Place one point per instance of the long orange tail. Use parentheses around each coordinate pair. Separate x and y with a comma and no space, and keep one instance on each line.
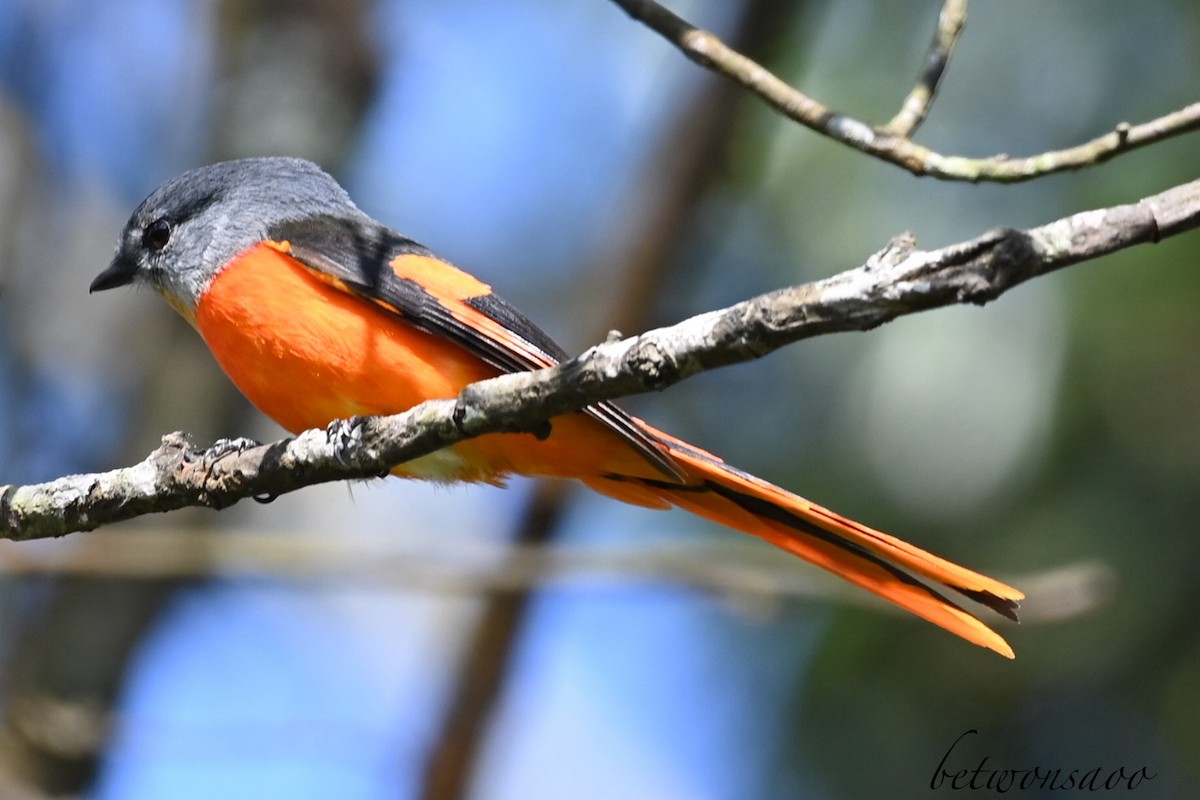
(863,555)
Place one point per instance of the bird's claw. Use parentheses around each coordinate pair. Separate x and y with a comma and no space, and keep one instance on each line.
(345,435)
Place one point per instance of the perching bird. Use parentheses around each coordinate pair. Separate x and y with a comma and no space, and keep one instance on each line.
(317,312)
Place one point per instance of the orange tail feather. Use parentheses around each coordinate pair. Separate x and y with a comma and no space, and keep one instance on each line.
(869,558)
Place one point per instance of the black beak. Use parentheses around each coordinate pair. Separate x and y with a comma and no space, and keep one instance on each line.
(120,272)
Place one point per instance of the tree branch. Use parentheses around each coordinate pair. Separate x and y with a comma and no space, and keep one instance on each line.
(883,143)
(897,281)
(916,106)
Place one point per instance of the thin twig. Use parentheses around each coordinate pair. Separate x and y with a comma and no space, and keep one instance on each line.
(916,106)
(898,281)
(742,570)
(711,53)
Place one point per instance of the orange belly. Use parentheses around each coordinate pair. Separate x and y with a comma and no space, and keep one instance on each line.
(306,353)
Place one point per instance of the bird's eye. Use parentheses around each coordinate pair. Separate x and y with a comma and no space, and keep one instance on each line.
(156,234)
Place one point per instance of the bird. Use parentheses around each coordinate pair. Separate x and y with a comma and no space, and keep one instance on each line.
(317,313)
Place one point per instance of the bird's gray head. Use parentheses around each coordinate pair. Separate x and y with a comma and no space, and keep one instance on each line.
(192,226)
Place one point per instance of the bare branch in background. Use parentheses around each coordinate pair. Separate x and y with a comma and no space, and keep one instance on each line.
(712,53)
(916,106)
(898,281)
(744,571)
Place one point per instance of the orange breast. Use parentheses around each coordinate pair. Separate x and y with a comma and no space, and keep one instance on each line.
(306,353)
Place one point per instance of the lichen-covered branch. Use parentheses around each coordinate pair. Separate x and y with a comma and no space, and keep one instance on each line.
(892,144)
(898,280)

Instructions for the task: Write out every line of the listing above as a JSON list of strings, one string for each line, leaving out blank lines and the pictures.

Result of this task:
[
  "Place one point per instance of the long orange tail. Use parentheses around each coordinate pair. Separate x and y with a comma and no space, and keep one instance on each line.",
  "(863,555)",
  "Place one point per instance of the bird's claw. Use parentheses around each coordinate pair. Separate x and y with a comma and no space, and keep one instance on each line.",
  "(345,435)",
  "Place one point per instance of the perching bird. Use parentheses around each coordinate pair. Separate x and y with a comma and no space, and keep one instance on each line.",
  "(317,312)",
  "Place one point per instance of the orange tail feather. Use parentheses around each coordinate pair. Separate x and y with a comma and no space, and keep one instance on each line.",
  "(869,558)",
  "Place one point per instance of the black beak. Use parentheses around each coordinate pair. Separate x and y with a comma and no space, and keep one instance on each line.",
  "(120,272)",
  "Place one point per instance of the tree branch. Use parentheses around each coordinate pair. Separate x and y with a comma and no space, and keep one instance on each line.",
  "(883,143)",
  "(897,281)",
  "(916,106)",
  "Place one point per instance of the thin twig. Use parentheses around each coordinate pair. Separate x and y with a comma and no space, and keep one instance on each line.",
  "(916,106)",
  "(898,281)",
  "(742,570)",
  "(711,53)",
  "Place one point per instance of the orange belly. Use parentheses around each coordinate pair. Separate x and y with a comma and no space, and keep one instance on each line.",
  "(306,353)",
  "Place one point per instance of the bird's eye. Use parentheses around each coordinate pair. Separate x and y with a comma and no space, and keep one instance on each line.",
  "(156,234)",
  "Place one point per instance of the bird. Use parentheses around each coordinate pair. Separate x and y with a comma and no space, and keep one instance on each line.",
  "(317,313)",
  "Place one point per instance of the bird's gray head. Use parentheses around each coordinate pair. Separate x and y with a comma and no space, and keep one instance on each line.",
  "(192,226)",
  "Place one point per instance of the bare branch in background. Use parentheses around each coordinate pair. Separate x and y with a comma and no space, and keep one instance on each line.",
  "(712,53)",
  "(916,106)",
  "(898,281)",
  "(744,571)",
  "Place one point per instance of the orange breast. Use parentheses around each coordinate pair. Separate x and y with a comma and no space, and keep one instance on each line.",
  "(306,353)",
  "Place one point per instance of the lichen-covered branch. Use parentheses around each coordinate pair. Separate x and y with a comma and no space, and keep one instance on each line.",
  "(892,144)",
  "(898,280)"
]